● Source material
================

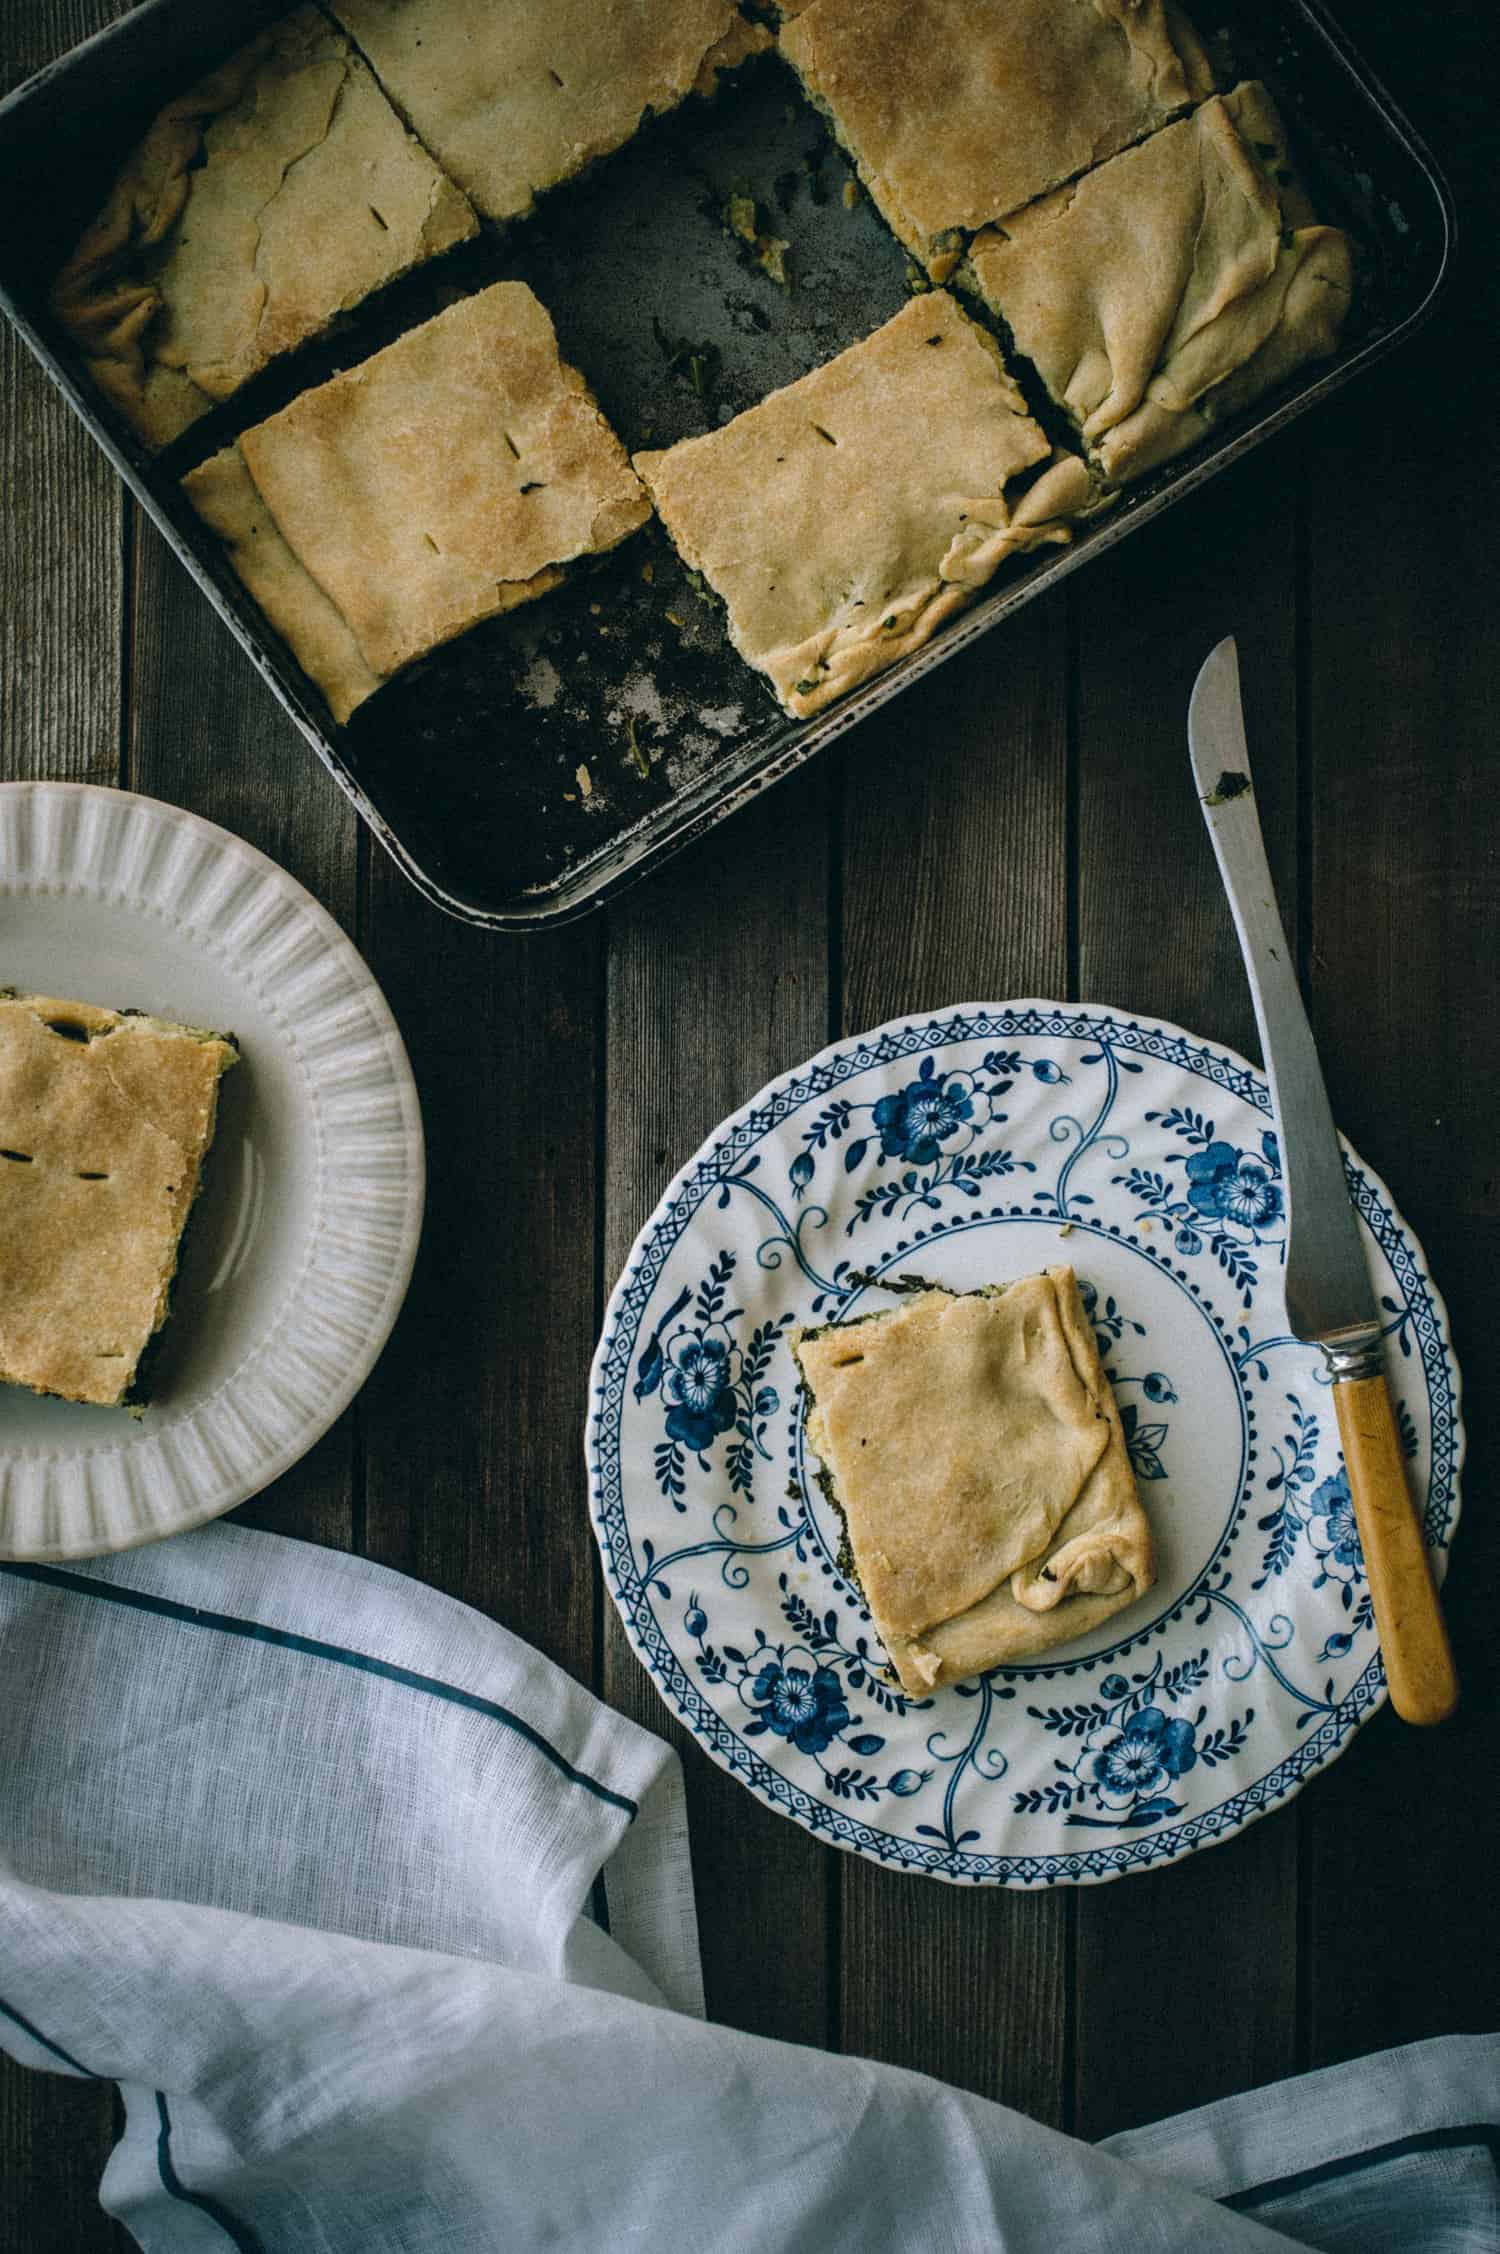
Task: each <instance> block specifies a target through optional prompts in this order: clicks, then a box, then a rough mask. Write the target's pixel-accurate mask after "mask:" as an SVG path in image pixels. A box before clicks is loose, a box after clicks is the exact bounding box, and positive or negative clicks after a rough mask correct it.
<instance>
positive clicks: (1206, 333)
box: [970, 81, 1353, 482]
mask: <svg viewBox="0 0 1500 2254" xmlns="http://www.w3.org/2000/svg"><path fill="white" fill-rule="evenodd" d="M970 270H972V277H974V284H977V289H979V291H981V295H983V298H986V302H988V304H990V307H992V309H995V311H997V313H1002V316H1004V320H1006V322H1008V327H1011V334H1013V338H1015V343H1017V345H1020V349H1022V352H1024V354H1026V356H1029V358H1031V361H1035V365H1038V370H1040V372H1042V379H1044V383H1047V388H1049V392H1051V394H1053V399H1056V401H1058V406H1062V408H1065V410H1067V412H1069V415H1071V419H1074V421H1076V426H1078V431H1080V433H1083V440H1085V444H1087V446H1089V453H1092V458H1094V462H1096V464H1098V469H1101V471H1103V473H1105V476H1108V478H1110V480H1114V482H1128V480H1130V478H1139V476H1144V473H1146V471H1148V469H1155V464H1157V462H1164V460H1168V455H1175V453H1182V449H1184V446H1193V444H1195V442H1198V440H1200V437H1205V433H1207V431H1209V428H1211V426H1214V424H1216V421H1218V419H1220V417H1225V415H1234V412H1238V410H1241V408H1243V406H1247V403H1250V401H1252V399H1256V397H1259V394H1261V392H1265V390H1270V385H1274V383H1279V381H1281V379H1283V376H1288V374H1290V372H1292V370H1295V367H1299V365H1302V363H1304V361H1308V358H1326V356H1329V354H1333V352H1335V349H1338V336H1340V327H1342V320H1344V313H1347V311H1349V298H1351V291H1353V257H1351V246H1349V237H1347V234H1340V230H1338V228H1320V225H1315V221H1313V210H1311V205H1308V198H1306V194H1304V192H1302V187H1299V185H1297V178H1295V174H1292V167H1290V158H1288V149H1286V131H1283V126H1281V119H1279V115H1277V110H1274V104H1272V99H1270V95H1268V92H1265V88H1263V86H1256V83H1254V81H1247V83H1245V86H1236V88H1234V92H1229V95H1223V97H1216V99H1214V101H1205V104H1202V108H1200V110H1193V115H1191V117H1184V119H1180V122H1177V124H1173V126H1166V128H1164V131H1162V133H1157V135H1155V137H1153V140H1148V142H1144V144H1141V147H1139V149H1128V151H1126V153H1123V156H1117V158H1112V160H1110V162H1108V165H1101V167H1098V171H1092V174H1087V176H1085V178H1083V180H1078V183H1076V185H1074V187H1067V189H1060V192H1058V194H1056V196H1047V198H1044V201H1042V203H1033V205H1031V207H1029V210H1024V212H1015V216H1013V219H1006V223H1004V228H990V230H986V232H983V234H981V237H979V239H977V241H974V243H972V248H970Z"/></svg>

================

● Description of the task
Every entry above should be restated word for word, with the images left out.

● Completed task
Task: each <instance> block specifies a target through optional prompts in this order: clicks, then a box, then a rough mask. Write the target's pixel-accurate mask after "mask:" as an SVG path in image pixels. A box before clicks is loose, a box after clicks is the exact bounding box, and positive or negative clicks after a rough mask correct it.
<instance>
positive clicks: (1206, 333)
box: [970, 81, 1353, 482]
mask: <svg viewBox="0 0 1500 2254" xmlns="http://www.w3.org/2000/svg"><path fill="white" fill-rule="evenodd" d="M970 270H972V277H974V284H977V289H979V291H981V295H983V298H986V302H988V304H990V307H992V309H995V311H997V313H1002V316H1004V320H1006V322H1008V327H1011V334H1013V338H1015V343H1017V345H1020V349H1022V352H1024V354H1026V356H1029V358H1031V361H1035V365H1038V370H1040V372H1042V379H1044V383H1047V388H1049V392H1051V394H1053V399H1056V401H1058V406H1062V408H1065V410H1067V412H1069V415H1071V419H1074V421H1076V426H1078V431H1080V433H1083V440H1085V444H1087V446H1089V453H1092V458H1094V462H1096V464H1098V469H1101V471H1103V473H1105V476H1108V478H1110V480H1114V482H1128V480H1130V478H1139V476H1144V473H1146V471H1148V469H1155V464H1157V462H1164V460H1168V455H1175V453H1182V449H1184V446H1193V444H1195V442H1198V440H1200V437H1205V433H1207V431H1209V428H1211V426H1214V424H1216V421H1218V419H1220V417H1225V415H1234V412H1238V410H1241V408H1243V406H1247V403H1250V401H1252V399H1256V397H1259V394H1261V392H1265V390H1270V385H1274V383H1279V381H1281V379H1283V376H1288V374H1290V372H1292V370H1295V367H1299V365H1302V363H1304V361H1308V358H1326V356H1329V354H1333V352H1335V349H1338V336H1340V327H1342V320H1344V313H1347V311H1349V298H1351V291H1353V257H1351V246H1349V237H1347V234H1340V230H1338V228H1320V225H1315V221H1313V210H1311V205H1308V198H1306V194H1304V192H1302V187H1299V185H1297V178H1295V174H1292V167H1290V158H1288V149H1286V131H1283V126H1281V119H1279V115H1277V110H1274V104H1272V99H1270V95H1268V92H1265V88H1263V86H1256V83H1254V81H1247V83H1245V86H1236V88H1234V92H1229V95H1223V97H1216V99H1214V101H1205V104H1202V108H1200V110H1193V115H1191V117H1184V119H1180V122H1177V124H1173V126H1166V128H1164V131H1162V133H1157V135H1155V137H1153V140H1148V142H1144V144H1141V147H1139V149H1128V151H1126V153H1123V156H1117V158H1112V160H1110V162H1108V165H1101V167H1098V171H1092V174H1087V176H1085V178H1083V180H1078V183H1076V185H1074V187H1067V189H1060V192H1058V194H1056V196H1047V198H1044V201H1042V203H1033V205H1031V207H1029V210H1024V212H1015V216H1013V219H1006V223H1004V228H990V230H986V232H983V234H981V237H979V239H977V241H974V243H972V248H970Z"/></svg>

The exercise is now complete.